● **Written problem**:
Please answer these questions from the Riemann sum thread, one answer per line, numbered the same way:
1. Which function and interval is the poster working with?
2. How many equal subintervals does the standard partition P_n of [0,1] have?
3. What formula does the poster give for the sum of cubes?
[start Quoted text]
How to calculate the lower and upper riemann sum

[FallArk]

I ran into some issues when trying to calculate the lower Riemann sum of $$f\left(x\right)={x}^{3}$$, $$x\in[0,1]$$
I am asked to use the standard partition $${P}_{n}$$ of $$[0,1]$$ with n equal subintervals and evaluate $$L(f,{P}_{n})$$ and $$U(f,{P}_{n})$$
What I did:
$$L(f,{P}_{n}) = \sum_{i=1}^{n}{m}_{i}{\delta}_{{x}_{i}} = \sum_{i=1}^{n}{(\frac{i-1}{n})}^{3}\cdot\frac{1}{n} = \frac{1}{{n}^{4}} \sum_{i=1}^{n} {(i-1)}^{3} = \frac{1}{{n}^{4}} \sum_{i=1}^{n}({i}^{3}-3{i}^{2}+3i-1) = \frac{1}{{n}^{4}}[\sum_{i=1}^{n}{i}^{3} - 3\sum_{i=1}^{n}{i}^{2} + 3\sum_{i=1}^{n}i - \sum_{i=1}^{n}i]$$
Then I know that the sum of $${n}^{3}$$ is $$\frac{{n}^{2}{(n+1)}^{2}}{4}$$, sum of $${n}^{2}$$ is $$\frac{n(n+1)(2n+1)}{6}$$, sums of $$n$$ and $$1$$ are just $$\frac{n(n+1)}{2}$$ and $$n$$
But I'm not so sure if my anwsers are correct.
[end Quoted text]
[start Stored data]
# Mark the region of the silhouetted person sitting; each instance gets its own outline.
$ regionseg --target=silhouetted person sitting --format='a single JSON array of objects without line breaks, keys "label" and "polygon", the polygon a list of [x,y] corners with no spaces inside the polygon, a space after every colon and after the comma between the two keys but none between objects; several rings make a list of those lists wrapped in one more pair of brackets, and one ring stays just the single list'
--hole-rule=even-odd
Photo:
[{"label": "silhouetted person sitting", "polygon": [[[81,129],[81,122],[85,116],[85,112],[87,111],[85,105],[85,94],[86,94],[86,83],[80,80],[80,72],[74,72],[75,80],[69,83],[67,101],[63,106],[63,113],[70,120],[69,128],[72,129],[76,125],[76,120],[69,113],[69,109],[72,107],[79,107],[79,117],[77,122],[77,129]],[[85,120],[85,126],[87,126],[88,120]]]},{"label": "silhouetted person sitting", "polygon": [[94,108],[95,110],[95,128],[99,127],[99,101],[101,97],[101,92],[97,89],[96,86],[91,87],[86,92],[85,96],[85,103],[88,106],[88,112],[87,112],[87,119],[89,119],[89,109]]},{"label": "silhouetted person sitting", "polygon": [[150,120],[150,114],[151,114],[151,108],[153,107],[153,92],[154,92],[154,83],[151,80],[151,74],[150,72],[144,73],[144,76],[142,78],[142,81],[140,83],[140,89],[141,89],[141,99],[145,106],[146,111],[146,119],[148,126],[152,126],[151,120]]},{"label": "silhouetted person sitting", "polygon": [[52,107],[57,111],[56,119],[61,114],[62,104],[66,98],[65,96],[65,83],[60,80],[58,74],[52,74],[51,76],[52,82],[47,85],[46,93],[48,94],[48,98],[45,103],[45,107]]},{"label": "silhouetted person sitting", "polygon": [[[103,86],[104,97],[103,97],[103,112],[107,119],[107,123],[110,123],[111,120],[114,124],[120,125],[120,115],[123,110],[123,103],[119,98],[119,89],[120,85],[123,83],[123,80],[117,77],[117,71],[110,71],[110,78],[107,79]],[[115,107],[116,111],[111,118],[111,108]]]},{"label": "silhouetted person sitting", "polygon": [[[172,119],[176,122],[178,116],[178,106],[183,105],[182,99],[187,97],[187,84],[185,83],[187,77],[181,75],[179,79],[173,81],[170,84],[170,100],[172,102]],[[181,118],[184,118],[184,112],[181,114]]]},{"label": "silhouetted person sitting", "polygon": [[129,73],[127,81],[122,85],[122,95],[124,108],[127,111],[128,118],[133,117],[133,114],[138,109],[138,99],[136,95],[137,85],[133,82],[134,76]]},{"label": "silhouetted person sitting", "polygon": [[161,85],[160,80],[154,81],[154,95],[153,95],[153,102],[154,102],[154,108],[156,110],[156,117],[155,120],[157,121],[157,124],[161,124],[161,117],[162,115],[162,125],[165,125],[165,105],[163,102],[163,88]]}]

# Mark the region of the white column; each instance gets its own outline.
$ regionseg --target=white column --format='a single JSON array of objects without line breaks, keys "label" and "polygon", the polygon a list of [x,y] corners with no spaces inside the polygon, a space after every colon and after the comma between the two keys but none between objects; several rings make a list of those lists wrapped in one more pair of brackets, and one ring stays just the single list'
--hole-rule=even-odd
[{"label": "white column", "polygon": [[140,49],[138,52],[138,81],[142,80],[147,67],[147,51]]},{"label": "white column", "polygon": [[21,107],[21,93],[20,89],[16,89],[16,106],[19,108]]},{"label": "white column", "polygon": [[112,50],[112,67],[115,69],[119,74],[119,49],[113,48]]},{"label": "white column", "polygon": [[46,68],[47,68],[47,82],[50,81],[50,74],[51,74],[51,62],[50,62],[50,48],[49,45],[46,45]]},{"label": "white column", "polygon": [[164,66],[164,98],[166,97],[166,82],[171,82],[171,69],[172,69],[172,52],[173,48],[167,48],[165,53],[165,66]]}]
[end Stored data]
[start Stored data]
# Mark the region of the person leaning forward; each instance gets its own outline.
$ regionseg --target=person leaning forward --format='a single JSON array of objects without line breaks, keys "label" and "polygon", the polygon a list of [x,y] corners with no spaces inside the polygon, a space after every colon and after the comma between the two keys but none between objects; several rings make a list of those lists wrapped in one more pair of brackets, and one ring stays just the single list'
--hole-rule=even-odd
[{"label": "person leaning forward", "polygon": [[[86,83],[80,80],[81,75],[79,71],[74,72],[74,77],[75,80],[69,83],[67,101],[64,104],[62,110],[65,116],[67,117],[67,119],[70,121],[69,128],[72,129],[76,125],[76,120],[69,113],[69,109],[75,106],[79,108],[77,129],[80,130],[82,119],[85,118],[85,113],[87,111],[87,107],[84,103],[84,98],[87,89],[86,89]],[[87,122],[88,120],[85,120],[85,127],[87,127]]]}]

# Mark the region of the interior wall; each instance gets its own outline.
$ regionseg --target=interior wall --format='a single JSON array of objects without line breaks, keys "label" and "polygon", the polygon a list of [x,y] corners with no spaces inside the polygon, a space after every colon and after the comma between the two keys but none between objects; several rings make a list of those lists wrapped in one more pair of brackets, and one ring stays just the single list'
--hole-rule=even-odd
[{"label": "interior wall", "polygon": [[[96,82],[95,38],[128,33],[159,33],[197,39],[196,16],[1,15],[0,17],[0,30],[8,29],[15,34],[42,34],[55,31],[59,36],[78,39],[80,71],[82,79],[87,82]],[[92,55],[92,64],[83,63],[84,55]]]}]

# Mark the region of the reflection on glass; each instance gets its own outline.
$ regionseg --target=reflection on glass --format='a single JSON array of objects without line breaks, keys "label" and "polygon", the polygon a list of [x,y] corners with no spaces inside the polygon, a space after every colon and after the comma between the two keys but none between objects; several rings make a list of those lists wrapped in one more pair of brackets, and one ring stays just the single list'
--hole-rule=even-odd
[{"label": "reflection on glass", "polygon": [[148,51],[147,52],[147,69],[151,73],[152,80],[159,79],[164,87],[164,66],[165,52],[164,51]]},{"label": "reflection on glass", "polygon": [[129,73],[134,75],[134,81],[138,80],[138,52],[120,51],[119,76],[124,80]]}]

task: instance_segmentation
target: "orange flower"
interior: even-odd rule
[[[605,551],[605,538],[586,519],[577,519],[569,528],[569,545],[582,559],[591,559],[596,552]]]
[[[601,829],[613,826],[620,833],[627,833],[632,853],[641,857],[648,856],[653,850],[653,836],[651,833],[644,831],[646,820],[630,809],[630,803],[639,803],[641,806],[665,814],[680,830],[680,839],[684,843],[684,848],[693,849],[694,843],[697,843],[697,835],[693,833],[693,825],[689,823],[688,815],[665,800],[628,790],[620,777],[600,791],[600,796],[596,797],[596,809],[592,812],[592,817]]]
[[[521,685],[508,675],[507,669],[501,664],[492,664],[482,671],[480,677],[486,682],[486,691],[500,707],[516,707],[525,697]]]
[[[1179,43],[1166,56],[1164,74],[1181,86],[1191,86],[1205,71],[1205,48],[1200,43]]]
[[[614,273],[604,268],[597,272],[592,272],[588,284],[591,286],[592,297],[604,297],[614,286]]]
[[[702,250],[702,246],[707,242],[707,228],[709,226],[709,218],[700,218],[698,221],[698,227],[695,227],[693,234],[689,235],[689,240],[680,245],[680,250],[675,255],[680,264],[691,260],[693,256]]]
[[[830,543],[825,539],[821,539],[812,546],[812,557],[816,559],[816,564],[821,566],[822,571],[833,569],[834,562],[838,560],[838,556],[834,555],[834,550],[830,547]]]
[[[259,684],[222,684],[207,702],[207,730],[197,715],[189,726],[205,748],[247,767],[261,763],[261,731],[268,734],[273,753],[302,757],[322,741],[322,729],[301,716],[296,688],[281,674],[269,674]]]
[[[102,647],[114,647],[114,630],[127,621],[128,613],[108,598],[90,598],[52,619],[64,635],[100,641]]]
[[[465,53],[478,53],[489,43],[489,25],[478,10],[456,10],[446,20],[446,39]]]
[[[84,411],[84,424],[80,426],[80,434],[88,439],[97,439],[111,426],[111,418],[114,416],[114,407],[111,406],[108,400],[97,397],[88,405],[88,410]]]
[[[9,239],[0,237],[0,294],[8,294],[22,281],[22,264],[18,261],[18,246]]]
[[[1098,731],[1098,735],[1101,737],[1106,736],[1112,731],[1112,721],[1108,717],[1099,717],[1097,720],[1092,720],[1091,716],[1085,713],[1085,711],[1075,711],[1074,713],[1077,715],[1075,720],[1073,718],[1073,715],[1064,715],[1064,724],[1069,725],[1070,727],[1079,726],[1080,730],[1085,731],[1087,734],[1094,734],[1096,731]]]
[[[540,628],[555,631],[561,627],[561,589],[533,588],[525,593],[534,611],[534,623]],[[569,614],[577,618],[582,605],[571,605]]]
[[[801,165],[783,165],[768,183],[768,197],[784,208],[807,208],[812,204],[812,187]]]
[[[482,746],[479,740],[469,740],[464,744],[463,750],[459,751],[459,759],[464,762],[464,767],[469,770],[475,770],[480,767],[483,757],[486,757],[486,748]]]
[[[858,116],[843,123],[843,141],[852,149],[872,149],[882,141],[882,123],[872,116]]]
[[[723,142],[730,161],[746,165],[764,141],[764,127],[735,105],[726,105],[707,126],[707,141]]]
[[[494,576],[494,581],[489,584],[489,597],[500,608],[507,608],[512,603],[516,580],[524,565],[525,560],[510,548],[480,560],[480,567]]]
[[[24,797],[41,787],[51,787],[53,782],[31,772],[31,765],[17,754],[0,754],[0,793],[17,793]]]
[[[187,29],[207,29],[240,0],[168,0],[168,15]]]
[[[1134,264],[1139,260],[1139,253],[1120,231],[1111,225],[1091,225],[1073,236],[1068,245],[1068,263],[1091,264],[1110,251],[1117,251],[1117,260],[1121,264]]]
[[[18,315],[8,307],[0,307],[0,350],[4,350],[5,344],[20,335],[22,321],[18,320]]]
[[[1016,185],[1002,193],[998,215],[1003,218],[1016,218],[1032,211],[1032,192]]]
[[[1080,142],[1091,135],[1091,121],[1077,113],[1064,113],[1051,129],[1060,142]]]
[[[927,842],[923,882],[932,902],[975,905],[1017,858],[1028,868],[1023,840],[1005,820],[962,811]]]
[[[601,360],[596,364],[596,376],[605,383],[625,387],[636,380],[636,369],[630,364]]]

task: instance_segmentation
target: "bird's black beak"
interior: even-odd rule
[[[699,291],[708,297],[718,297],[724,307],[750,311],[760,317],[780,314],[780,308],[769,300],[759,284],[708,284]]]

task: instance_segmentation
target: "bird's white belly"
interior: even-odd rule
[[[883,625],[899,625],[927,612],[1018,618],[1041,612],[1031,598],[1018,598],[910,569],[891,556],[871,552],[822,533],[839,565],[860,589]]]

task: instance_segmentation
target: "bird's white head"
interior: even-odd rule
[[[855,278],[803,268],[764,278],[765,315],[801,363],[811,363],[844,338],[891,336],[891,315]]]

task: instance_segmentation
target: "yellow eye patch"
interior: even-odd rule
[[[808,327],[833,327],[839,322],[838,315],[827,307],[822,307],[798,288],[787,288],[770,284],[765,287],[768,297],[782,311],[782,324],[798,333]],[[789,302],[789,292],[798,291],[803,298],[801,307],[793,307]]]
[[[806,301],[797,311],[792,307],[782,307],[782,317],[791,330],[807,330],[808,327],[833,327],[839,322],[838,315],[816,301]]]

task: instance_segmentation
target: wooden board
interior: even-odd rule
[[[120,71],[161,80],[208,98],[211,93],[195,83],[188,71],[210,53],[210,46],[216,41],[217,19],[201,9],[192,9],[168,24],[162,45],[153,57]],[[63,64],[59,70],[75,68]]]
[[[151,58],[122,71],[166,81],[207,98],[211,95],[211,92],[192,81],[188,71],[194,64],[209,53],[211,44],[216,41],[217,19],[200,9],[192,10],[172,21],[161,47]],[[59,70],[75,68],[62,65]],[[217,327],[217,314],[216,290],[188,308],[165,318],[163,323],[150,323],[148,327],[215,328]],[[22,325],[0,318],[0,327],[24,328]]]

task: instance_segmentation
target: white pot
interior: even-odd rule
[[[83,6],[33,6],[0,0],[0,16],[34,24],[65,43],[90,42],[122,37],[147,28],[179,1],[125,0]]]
[end Stored data]
[start Stored data]
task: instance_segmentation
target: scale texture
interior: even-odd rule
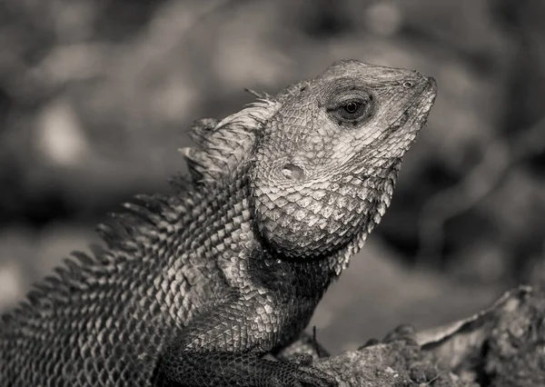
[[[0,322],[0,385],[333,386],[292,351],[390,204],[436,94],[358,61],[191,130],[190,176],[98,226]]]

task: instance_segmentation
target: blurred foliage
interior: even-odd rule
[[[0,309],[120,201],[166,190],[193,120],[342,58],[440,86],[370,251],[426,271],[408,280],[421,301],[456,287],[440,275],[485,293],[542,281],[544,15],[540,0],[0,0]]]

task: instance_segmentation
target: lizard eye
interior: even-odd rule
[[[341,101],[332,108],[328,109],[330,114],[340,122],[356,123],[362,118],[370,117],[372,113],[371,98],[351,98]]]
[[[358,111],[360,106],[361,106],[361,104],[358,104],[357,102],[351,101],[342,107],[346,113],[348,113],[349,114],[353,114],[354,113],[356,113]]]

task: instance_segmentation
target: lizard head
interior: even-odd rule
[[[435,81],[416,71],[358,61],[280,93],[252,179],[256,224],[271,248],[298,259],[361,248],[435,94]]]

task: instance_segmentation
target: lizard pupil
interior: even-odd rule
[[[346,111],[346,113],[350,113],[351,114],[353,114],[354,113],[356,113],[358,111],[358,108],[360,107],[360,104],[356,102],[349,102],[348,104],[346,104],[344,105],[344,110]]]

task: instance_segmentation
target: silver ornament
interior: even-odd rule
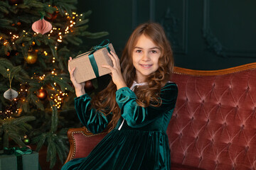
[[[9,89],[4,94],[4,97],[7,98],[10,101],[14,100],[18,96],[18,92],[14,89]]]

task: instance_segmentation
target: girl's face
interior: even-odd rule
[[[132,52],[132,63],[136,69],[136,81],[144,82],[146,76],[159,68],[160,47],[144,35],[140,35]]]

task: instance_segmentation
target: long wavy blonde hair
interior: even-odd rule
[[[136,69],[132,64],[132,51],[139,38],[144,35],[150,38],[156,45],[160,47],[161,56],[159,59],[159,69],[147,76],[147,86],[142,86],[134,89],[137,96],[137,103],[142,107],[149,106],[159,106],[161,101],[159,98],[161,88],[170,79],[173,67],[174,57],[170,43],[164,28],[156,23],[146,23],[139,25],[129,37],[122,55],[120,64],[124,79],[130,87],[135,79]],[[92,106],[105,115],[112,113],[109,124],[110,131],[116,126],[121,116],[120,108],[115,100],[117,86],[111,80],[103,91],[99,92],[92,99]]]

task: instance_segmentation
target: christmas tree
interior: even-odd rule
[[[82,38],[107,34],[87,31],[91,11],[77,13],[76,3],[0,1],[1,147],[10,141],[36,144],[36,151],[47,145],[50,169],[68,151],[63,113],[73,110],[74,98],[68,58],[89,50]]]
[end Stored data]
● **Task solution**:
1. f(x) = x^3 on [0,1]
2. n
3. n^2(n+1)^2/4